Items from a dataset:
▼
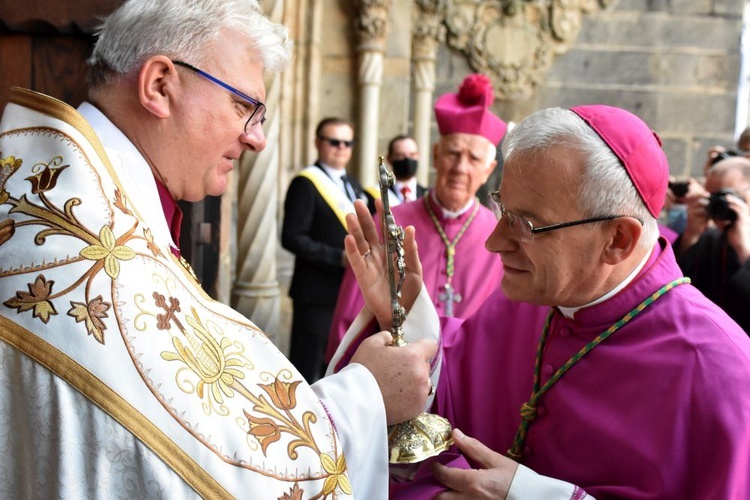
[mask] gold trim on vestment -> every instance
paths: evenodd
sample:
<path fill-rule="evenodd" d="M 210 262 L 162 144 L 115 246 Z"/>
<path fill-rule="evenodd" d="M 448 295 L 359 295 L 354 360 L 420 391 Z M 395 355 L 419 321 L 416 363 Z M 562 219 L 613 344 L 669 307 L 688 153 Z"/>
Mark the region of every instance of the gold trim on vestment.
<path fill-rule="evenodd" d="M 53 345 L 0 316 L 0 339 L 65 380 L 153 451 L 203 498 L 234 498 L 151 421 Z"/>
<path fill-rule="evenodd" d="M 89 122 L 86 121 L 86 119 L 81 116 L 81 114 L 75 108 L 59 99 L 55 99 L 54 97 L 50 97 L 40 92 L 24 89 L 21 87 L 11 87 L 10 98 L 8 102 L 33 109 L 34 111 L 45 114 L 47 116 L 51 116 L 52 118 L 62 120 L 66 124 L 71 125 L 73 128 L 75 128 L 86 138 L 91 147 L 94 148 L 94 151 L 96 152 L 97 156 L 99 156 L 102 165 L 104 165 L 104 168 L 107 169 L 107 172 L 112 177 L 112 182 L 115 184 L 115 186 L 117 186 L 117 189 L 119 189 L 123 193 L 125 192 L 125 188 L 123 188 L 122 182 L 120 182 L 120 178 L 117 177 L 115 169 L 112 168 L 112 163 L 109 161 L 109 157 L 104 150 L 104 146 L 102 146 L 102 143 L 99 140 L 99 136 L 96 135 L 96 132 L 94 132 L 94 129 L 91 128 Z M 138 210 L 135 207 L 132 207 L 132 209 L 138 219 L 145 220 L 141 216 L 141 214 L 138 213 Z"/>

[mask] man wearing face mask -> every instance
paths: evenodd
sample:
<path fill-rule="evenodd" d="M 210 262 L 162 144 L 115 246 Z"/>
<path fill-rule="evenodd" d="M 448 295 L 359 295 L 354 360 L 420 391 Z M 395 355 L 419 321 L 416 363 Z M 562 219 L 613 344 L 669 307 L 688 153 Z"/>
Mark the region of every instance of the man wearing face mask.
<path fill-rule="evenodd" d="M 503 274 L 502 262 L 493 259 L 483 245 L 496 221 L 476 198 L 495 168 L 496 145 L 507 130 L 505 122 L 489 109 L 493 99 L 489 78 L 479 74 L 466 77 L 457 93 L 438 98 L 434 109 L 440 138 L 432 150 L 435 187 L 416 201 L 393 207 L 397 224 L 417 229 L 425 288 L 444 317 L 470 316 L 499 288 Z M 409 142 L 413 141 L 394 138 L 389 156 Z M 393 157 L 398 158 L 396 153 Z M 398 179 L 397 170 L 403 164 L 394 161 L 392 165 Z M 327 362 L 363 305 L 354 274 L 347 268 L 328 337 Z"/>
<path fill-rule="evenodd" d="M 397 135 L 388 143 L 388 157 L 396 182 L 391 186 L 388 200 L 391 206 L 421 198 L 427 188 L 417 183 L 419 149 L 408 135 Z"/>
▲
◆ **Task statement**: Retype all of the records above exactly as they appear, keeping every line unchanged. Leave the pictures out of your answer.

◆ **Solution for this problem**:
[mask] gold trim on vestment -> every instance
paths: evenodd
sample:
<path fill-rule="evenodd" d="M 210 262 L 162 144 L 115 246 Z"/>
<path fill-rule="evenodd" d="M 448 295 L 359 295 L 354 360 L 420 391 Z M 395 355 L 419 321 L 416 363 Z M 562 219 L 613 344 L 669 307 L 688 153 Z"/>
Mark the region of every instance of the gold trim on vestment.
<path fill-rule="evenodd" d="M 53 345 L 0 316 L 0 339 L 65 380 L 153 451 L 203 498 L 234 498 L 151 421 Z"/>
<path fill-rule="evenodd" d="M 89 122 L 86 121 L 86 119 L 81 116 L 81 114 L 75 108 L 59 99 L 55 99 L 54 97 L 50 97 L 40 92 L 24 89 L 21 87 L 11 87 L 10 98 L 8 102 L 33 109 L 34 111 L 45 114 L 47 116 L 51 116 L 52 118 L 62 120 L 66 124 L 71 125 L 73 128 L 75 128 L 86 138 L 91 147 L 94 148 L 94 151 L 96 152 L 97 156 L 99 156 L 102 165 L 104 165 L 104 168 L 107 169 L 107 172 L 112 177 L 112 182 L 115 184 L 115 186 L 117 186 L 117 189 L 119 189 L 123 193 L 125 192 L 125 188 L 123 188 L 122 182 L 120 182 L 120 178 L 117 177 L 115 169 L 112 168 L 112 163 L 109 161 L 109 157 L 104 150 L 104 146 L 102 146 L 102 143 L 99 140 L 99 136 L 96 135 L 96 132 L 94 132 L 94 129 L 91 128 Z M 138 210 L 135 207 L 132 207 L 132 209 L 138 219 L 145 220 L 141 216 L 141 214 L 138 213 Z"/>

[mask] man wearing face mask -> every instance
paths: evenodd
sample:
<path fill-rule="evenodd" d="M 210 262 L 162 144 L 115 246 Z"/>
<path fill-rule="evenodd" d="M 448 295 L 359 295 L 354 360 L 420 391 Z M 395 355 L 419 321 L 416 363 Z M 562 219 L 613 344 L 669 307 L 688 153 Z"/>
Mark the region of every instance of the man wearing face mask.
<path fill-rule="evenodd" d="M 503 274 L 502 262 L 493 259 L 483 245 L 496 221 L 476 198 L 495 168 L 496 145 L 507 130 L 505 122 L 489 109 L 493 99 L 489 78 L 479 74 L 466 77 L 457 93 L 438 98 L 434 109 L 440 138 L 432 150 L 435 187 L 416 201 L 393 207 L 397 224 L 417 229 L 425 288 L 444 317 L 470 316 L 499 288 Z M 409 142 L 413 141 L 394 138 L 389 156 Z M 393 157 L 398 158 L 396 153 Z M 398 179 L 397 170 L 403 164 L 394 161 L 392 165 Z M 327 362 L 363 305 L 354 274 L 347 268 L 328 337 Z"/>
<path fill-rule="evenodd" d="M 397 135 L 388 143 L 388 157 L 396 182 L 391 186 L 388 200 L 391 206 L 421 198 L 427 188 L 417 183 L 419 149 L 408 135 Z"/>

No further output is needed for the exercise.